> _Activity list_
• a. Reproduce verbatim the portion of the account of the trip to Maine starting at "Finally, five years" and ending at "and the dog.".
• b. Write what comes next in the account of the trip to Maine, picking up right after its final sentence.

··· Supplied passage

I promised I'd tell you a story about five years ago today. However, the story actually begins five years and 2 days ago.
Five years and two days ago I was house and dog sitting for Carmencita. I got the call from Mama Kizz that I should come to Maine. This might be it.
It. My mom is big on the whole "this might be the last time we..." thing. Me too, I guess, not sure if I was born with it or I got it from her.
But there were dogs and tenants and oh god. So I said I'd leave the next day. Sometime in the evening it became clear that there was no heat in the house. I couldn't reach Carmencita to tell her that I was leaving earlier than I thought and I couldn't reach the heating company. Eventually I gave up on her. The heating company I called every hour or so all night long. Their answering service was really pleased with me. Didn't make it a degree warmer, though.
Finally, five years and a day ago Pony Express showed up with her car. There was no packing, despite being only about 6 blocks from my own home I didn't bother to go through the important packing process. I don't know whether I was being lazy or superstitious but I went with one pair of jeans, one pair of sneakers, a couple of turtlenecks and probably 3 or 4 books. Oh, and the dog.
Straight through, 7 hours to Winslow, ME. I stopped to pee once, just over the line into NH but I didn't even let the dog out I just got back in the car, apologized to her and kept going. I don't know if mom was at the house when I got there or at the hospital but I dropped my things, talked to her somehow (phone? in person? probably in person) and she said she'd buy me dinner at the fancy lobster place. So we went and got my dinner boxed and went to the hospital so I could eat the yummy lobster roll and the passable fries in front of my grandmother.
I also got some back story on this little outing. Apparently my grandmother had been diagnosed with kidney failure around Thanksgiving. When asked by her son what "we" were going to do about it her reply was, "We're going to keep on trucking." If you ever met my grandmother you will know how fucked up that is. The not doing anything about it is her to a T but the phrasing? So very wrong. She was like...oh god, like Marion Ross on Happy Days I guess. Yes, that's the closest. I'd go with Mrs. Doubtfire but she wasn't as chatty or quite as warm as that. Anyway, no dialysis, no new meds, nothing special, she was just going to ride it out. Much later it came out that she had promised her sister that she would stay through Christmas. Here is my request to you, please do not lie to people that count on you in your dying days. It means that your legacy is a rippling pool of anger and pain and I really don't think that's what you're going for.
Upon arrival at the hospital I felt a little duped. She was conscious, she was chatting, she had a visitor, there was even some music playing. So we sat and talked and listened to the music. She looked pretty good considering. She'd finally decided to call the ambulance the night before because she couldn't breathe but she had oxygen now and she wasn't very chatty but she was clearly present. I scoped the room, figuring someone would have to stay the night and since I was the last one in and the youngest it'd be me. Imagine my surprise when Mama Kizz got us both ready to go. So we said good night.

······
··· Excerpted records

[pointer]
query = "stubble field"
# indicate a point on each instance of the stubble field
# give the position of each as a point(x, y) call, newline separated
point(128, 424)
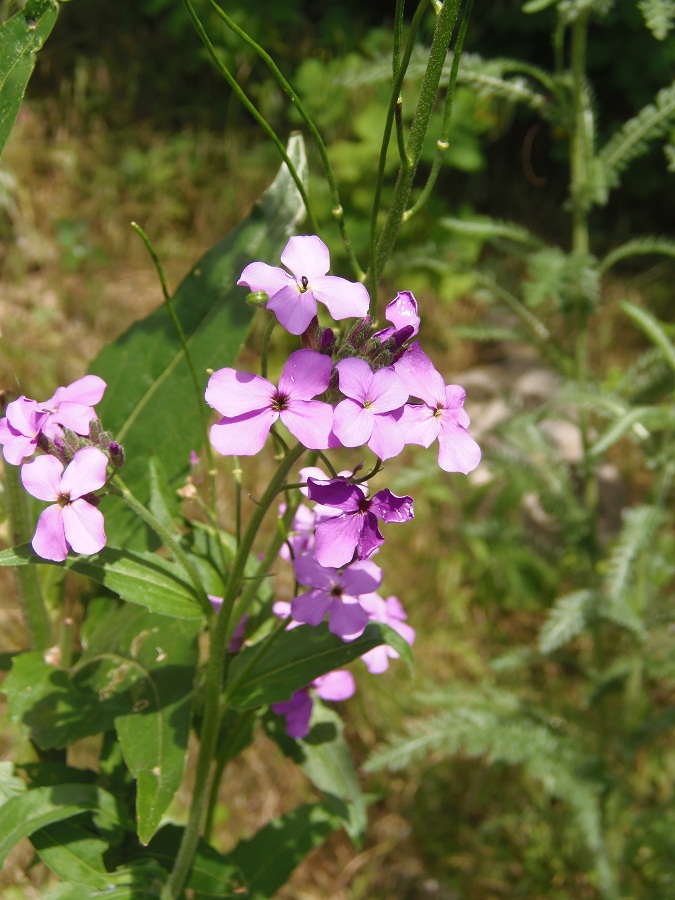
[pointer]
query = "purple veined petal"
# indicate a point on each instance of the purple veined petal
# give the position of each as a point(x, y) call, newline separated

······

> _Results of the tasks_
• a.
Finally, five years and a day ago Pony Express showed up with her car. There was no packing, despite being only about 6 blocks from my own home I didn't bother to go through the important packing process. I don't know whether I was being lazy or superstitious but I went with one pair of jeans, one pair of sneakers, a couple of turtlenecks and probably 3 or 4 books. Oh, and the dog.

• b.
I thought that was weird. I figured it was what Grammy Fern had asked for so I went along with it. I don't know if it was the right thing to do. But it's what we did.
Aunt Rena thinks it was the wrong thing to do. She has passed up no chance to tell us that, if she'd known we were going to leave her sister alone for the doctors to kill her, she would have insisted that we take her back to sleep the night in a stiff hospital chair. I will say that I don't think it would have changed anything for anyone to be there. I am not in the camp that believes that the doctors dosed her up and killed her. It's a small camp. Rena is the Queen and the Publicist. That little Queendom has a fabulous press corps.
I slept on the couch in my grandmother's living room. The other options were not good since with three bedrooms and we had Rena, Mama Kizz and Mama Kizz's Old Man Friend. I felt better being on a different floor.
Five years ago today at 7am the phone rang and at that point you kind of know. Mom came down and told me they suggested we get to the hospital. So, unshowered for 2 days, I grabbed a sweater, put on my sneakers and we went over in 2 cars.
She was unconscious and, of course, not expected to regain consciousness you know, ever.
I just don't know how to paint this picture accurately. You're in a hospital room, a private one now, not the semi-private from the night before. Clearly the nurses have decided what's going to happen now. Your company in this room is your 80+ year old great aunt who is pissed at everyone for not watching over her sister all night, your mother who has a tendency to begin to quiver from her toes to her soul when things get overwhelming and your mother's boyfriend who is closer to your grandmother's age than your mother's. Your grandmother is making a sort of a noise. A very ungrandmotherly noise. It's somewhere between a wheeze and a moan. Rhythmic, since it's defined by her breathing pattern. It's fairly loud. There's a TV and it's on but the sound is extremely low. There are chairs and a big window and at some point a big nurse brought in a coffee cart. The room is too big, there's too much room around the bed. There's nothing to do but wait. So you do. You have to make conversation with this group of people. And what the fuck do you talk about?
My uncle was called. We figured he'd get there around noon. We didn't know if he'd make it before she died. That discussion took about 5 minutes.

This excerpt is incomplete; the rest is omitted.